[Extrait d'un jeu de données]
__________
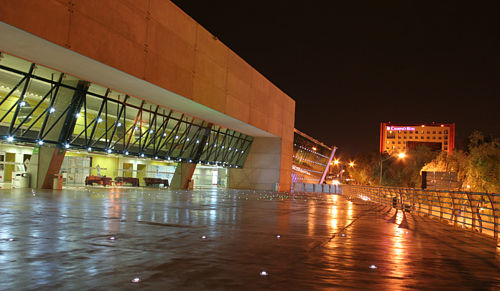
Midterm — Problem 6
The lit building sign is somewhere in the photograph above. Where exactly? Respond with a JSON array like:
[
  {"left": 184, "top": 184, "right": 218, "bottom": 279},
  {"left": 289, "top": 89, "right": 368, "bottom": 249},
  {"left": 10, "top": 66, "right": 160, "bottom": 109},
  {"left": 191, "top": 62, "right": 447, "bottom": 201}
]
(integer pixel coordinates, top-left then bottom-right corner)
[{"left": 387, "top": 126, "right": 415, "bottom": 131}]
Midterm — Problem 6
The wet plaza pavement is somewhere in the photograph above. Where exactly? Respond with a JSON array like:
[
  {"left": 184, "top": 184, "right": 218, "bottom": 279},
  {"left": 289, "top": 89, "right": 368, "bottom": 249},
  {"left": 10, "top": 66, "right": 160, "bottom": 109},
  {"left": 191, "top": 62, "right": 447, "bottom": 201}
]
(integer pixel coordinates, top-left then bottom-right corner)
__________
CONSIGNE ->
Mettez en forme l'intégralité de la liste ci-dessus sous forme de tableau JSON de chaînes, à raison d'une chaîne par ligne et sans les lignes vides. Laissez les images de côté.

CORRIGÉ ->
[
  "Midterm — Problem 6",
  "The lit building sign is somewhere in the photograph above. Where exactly? Respond with a JSON array like:",
  "[",
  "  {\"left\": 184, \"top\": 184, \"right\": 218, \"bottom\": 279},",
  "  {\"left\": 289, \"top\": 89, \"right\": 368, \"bottom\": 249},",
  "  {\"left\": 10, \"top\": 66, \"right\": 160, \"bottom\": 109},",
  "  {\"left\": 191, \"top\": 62, \"right\": 447, \"bottom\": 201}",
  "]",
  "(integer pixel coordinates, top-left then bottom-right corner)",
  "[{\"left\": 387, \"top\": 126, \"right\": 415, \"bottom\": 131}]",
  "Midterm — Problem 6",
  "The wet plaza pavement is somewhere in the photograph above. Where exactly? Respond with a JSON array like:",
  "[",
  "  {\"left\": 184, \"top\": 184, \"right\": 218, \"bottom\": 279},",
  "  {\"left\": 289, \"top\": 89, \"right\": 368, \"bottom\": 249},",
  "  {\"left\": 10, \"top\": 66, \"right\": 160, \"bottom\": 109},",
  "  {\"left\": 191, \"top\": 62, \"right\": 447, \"bottom\": 201}",
  "]",
  "(integer pixel coordinates, top-left then bottom-right corner)"
]